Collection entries
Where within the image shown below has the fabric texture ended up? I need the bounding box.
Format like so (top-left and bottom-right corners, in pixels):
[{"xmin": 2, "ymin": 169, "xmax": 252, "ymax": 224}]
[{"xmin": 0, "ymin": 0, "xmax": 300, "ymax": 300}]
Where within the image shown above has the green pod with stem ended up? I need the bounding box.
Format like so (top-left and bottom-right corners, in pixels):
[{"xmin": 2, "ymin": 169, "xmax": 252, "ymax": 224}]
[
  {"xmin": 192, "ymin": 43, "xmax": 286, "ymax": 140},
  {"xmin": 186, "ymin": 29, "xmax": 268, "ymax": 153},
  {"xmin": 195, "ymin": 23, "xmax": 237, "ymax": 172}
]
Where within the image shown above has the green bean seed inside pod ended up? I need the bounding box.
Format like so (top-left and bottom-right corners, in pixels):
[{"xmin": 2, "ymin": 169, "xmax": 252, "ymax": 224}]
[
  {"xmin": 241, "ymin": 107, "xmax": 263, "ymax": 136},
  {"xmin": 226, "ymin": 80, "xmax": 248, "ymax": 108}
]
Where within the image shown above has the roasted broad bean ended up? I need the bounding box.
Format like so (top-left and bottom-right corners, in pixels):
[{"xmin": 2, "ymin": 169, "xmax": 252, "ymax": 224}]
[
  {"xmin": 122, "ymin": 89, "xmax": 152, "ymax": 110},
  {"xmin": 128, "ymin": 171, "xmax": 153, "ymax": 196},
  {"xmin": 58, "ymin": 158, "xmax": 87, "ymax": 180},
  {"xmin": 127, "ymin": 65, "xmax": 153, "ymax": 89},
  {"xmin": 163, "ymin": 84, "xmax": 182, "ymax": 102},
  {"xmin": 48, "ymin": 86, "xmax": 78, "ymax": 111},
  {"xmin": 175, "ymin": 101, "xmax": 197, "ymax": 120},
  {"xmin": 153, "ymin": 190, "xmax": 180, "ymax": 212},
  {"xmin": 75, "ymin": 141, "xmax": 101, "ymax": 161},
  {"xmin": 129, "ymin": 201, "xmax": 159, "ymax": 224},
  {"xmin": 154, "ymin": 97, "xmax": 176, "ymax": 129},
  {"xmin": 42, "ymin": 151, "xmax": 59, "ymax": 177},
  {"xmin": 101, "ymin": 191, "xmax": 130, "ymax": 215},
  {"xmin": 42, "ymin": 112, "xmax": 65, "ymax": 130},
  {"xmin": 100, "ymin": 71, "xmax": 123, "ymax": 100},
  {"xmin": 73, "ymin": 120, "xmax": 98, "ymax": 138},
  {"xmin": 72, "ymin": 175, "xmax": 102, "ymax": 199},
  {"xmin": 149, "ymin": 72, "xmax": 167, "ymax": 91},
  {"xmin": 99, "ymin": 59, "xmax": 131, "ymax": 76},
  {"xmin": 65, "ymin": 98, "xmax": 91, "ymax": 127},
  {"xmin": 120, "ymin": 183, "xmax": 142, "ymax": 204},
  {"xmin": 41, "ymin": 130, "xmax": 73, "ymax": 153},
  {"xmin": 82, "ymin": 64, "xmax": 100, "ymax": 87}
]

SHORT TASK ▸
Collect and copy each line from the rows above that contains the string "bean". Case matters.

RESPONSE FOR THIS EXERCISE ▸
Where within the image shown above has the green bean seed inside pod ended up? I need the bounding box.
Where within the image shown above has the roasted broad bean ended up? I need the bounding box.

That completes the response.